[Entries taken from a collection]

────────────────────

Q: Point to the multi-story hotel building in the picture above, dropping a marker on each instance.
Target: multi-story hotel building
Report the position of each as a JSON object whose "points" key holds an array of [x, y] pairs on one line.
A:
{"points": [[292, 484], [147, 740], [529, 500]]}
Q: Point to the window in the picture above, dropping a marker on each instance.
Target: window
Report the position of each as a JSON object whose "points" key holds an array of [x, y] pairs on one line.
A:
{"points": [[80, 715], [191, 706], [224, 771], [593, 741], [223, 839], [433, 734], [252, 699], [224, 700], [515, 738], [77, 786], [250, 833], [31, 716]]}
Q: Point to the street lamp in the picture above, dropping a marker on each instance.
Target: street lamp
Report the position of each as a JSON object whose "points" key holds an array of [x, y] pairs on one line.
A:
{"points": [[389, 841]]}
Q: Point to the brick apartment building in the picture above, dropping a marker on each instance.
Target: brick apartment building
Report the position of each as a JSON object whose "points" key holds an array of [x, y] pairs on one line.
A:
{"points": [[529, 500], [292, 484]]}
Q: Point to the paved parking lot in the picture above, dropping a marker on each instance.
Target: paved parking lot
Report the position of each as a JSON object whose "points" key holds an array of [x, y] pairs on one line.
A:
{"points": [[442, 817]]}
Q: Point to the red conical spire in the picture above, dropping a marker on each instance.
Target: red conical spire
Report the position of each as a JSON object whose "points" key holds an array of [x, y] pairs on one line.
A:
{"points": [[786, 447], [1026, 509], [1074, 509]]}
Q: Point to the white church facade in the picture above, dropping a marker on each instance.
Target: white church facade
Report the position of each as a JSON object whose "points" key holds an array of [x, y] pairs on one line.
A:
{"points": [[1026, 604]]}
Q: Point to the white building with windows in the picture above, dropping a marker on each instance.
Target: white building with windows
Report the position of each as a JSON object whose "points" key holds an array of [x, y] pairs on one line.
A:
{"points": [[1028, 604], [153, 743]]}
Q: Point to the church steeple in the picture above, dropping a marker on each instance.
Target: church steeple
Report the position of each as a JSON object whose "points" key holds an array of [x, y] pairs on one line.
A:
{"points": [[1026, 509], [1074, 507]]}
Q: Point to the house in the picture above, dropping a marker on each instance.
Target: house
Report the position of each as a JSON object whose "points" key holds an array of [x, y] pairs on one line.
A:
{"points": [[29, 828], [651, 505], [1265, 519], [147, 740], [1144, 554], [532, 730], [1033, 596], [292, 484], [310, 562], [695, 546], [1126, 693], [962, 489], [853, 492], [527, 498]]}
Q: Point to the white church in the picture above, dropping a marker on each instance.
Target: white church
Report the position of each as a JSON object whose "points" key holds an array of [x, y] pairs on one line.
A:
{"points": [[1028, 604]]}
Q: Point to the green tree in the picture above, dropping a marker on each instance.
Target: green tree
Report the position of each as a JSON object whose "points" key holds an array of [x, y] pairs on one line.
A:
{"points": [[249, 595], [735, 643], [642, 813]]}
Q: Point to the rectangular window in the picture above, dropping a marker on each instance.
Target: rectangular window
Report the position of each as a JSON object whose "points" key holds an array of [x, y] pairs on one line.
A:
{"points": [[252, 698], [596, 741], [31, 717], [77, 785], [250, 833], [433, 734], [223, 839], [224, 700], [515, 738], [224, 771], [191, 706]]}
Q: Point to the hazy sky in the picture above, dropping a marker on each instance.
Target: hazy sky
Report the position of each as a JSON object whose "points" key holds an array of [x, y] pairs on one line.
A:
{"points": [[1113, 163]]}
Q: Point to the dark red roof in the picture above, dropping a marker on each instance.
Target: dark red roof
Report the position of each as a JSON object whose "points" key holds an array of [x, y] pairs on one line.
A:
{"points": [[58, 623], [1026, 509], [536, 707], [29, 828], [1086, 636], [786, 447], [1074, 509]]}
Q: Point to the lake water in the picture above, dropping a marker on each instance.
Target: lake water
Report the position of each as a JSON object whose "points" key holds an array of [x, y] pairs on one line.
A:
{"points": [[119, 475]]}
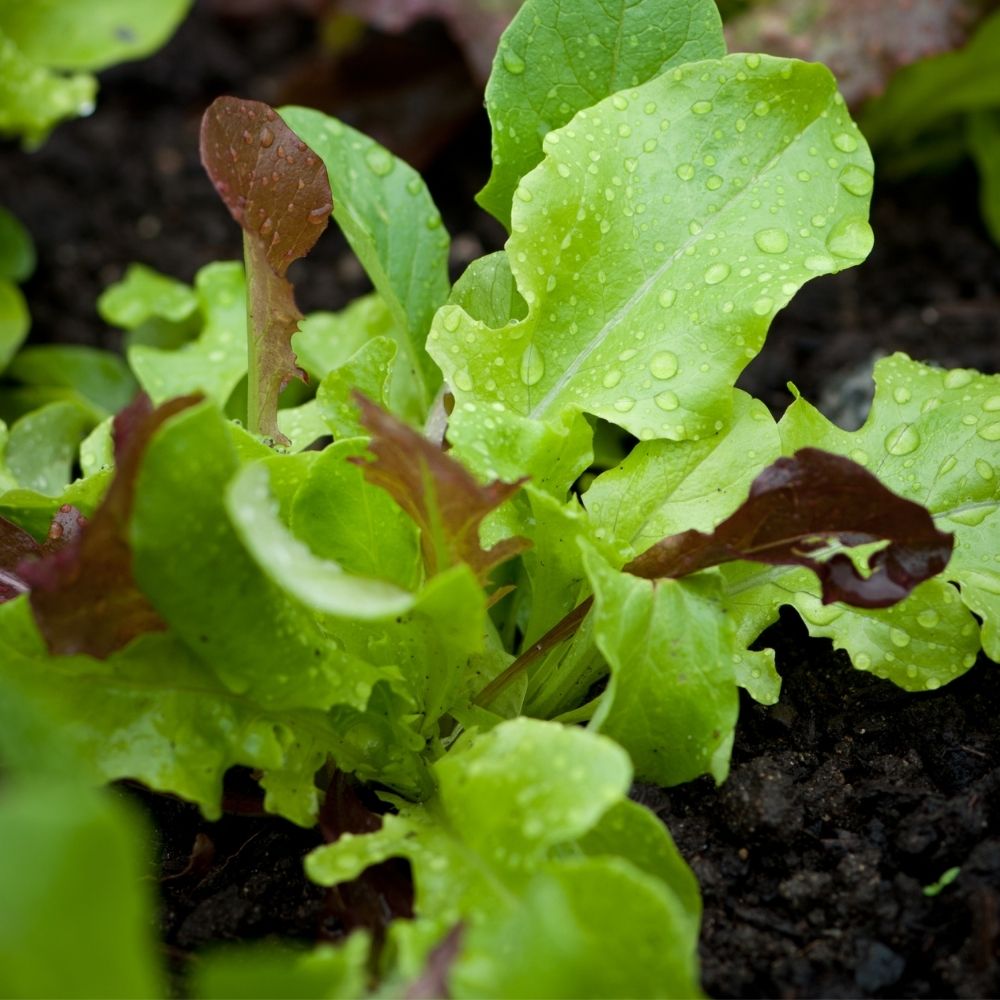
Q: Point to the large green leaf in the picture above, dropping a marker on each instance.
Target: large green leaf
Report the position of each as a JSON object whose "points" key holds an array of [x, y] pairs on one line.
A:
{"points": [[15, 321], [499, 848], [33, 99], [213, 363], [665, 487], [932, 437], [385, 211], [671, 699], [343, 517], [318, 583], [556, 59], [17, 251], [77, 917], [42, 446], [654, 243], [156, 713], [984, 145]]}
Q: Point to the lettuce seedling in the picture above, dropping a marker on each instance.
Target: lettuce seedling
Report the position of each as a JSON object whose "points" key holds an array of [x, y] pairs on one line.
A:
{"points": [[277, 190], [49, 52]]}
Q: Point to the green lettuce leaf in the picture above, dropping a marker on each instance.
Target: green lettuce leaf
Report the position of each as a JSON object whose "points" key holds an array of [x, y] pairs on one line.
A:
{"points": [[17, 250], [930, 437], [42, 446], [554, 60], [385, 211], [212, 364], [671, 700]]}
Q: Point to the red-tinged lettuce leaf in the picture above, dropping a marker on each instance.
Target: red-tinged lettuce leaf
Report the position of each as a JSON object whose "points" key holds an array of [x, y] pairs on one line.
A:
{"points": [[82, 591], [277, 189], [475, 24], [797, 508], [438, 493], [863, 41]]}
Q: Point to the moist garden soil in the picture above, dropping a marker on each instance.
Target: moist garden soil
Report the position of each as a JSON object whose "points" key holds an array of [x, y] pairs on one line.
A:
{"points": [[845, 801]]}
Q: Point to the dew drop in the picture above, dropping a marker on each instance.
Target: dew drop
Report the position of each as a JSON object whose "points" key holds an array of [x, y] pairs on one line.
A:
{"points": [[717, 273], [902, 440], [856, 180], [532, 365], [957, 378], [771, 240], [663, 365], [928, 618]]}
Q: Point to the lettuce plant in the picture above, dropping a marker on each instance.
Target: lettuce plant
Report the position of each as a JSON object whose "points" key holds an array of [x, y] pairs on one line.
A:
{"points": [[534, 558]]}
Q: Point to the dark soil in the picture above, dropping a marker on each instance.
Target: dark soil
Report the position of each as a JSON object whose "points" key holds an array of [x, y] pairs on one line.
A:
{"points": [[847, 798]]}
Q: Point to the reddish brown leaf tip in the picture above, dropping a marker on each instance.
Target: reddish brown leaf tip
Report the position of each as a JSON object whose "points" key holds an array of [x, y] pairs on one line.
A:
{"points": [[798, 506], [438, 493], [277, 189], [83, 594]]}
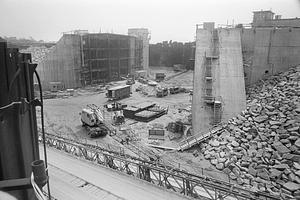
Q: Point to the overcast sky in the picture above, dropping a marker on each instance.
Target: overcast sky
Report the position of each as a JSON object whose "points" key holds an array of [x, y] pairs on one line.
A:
{"points": [[166, 19]]}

────────────────────

# PROBLEM STATEMENT:
Starting with the line containing "Q: Point to the overcast" and going on through the end of the entries, reproduce those lines with their requests, scaling every coordinate in the answers by 1.6 and rounding each result to a whole number, halves up.

# OUTPUT FOR THIS TASK:
Q: Point to the overcast sky in the picture above, dropping a marker on each instance.
Target: overcast sky
Report the position of each as a JSON object whose "points" key holds an array of [x, y] pairs on one line.
A:
{"points": [[266, 30]]}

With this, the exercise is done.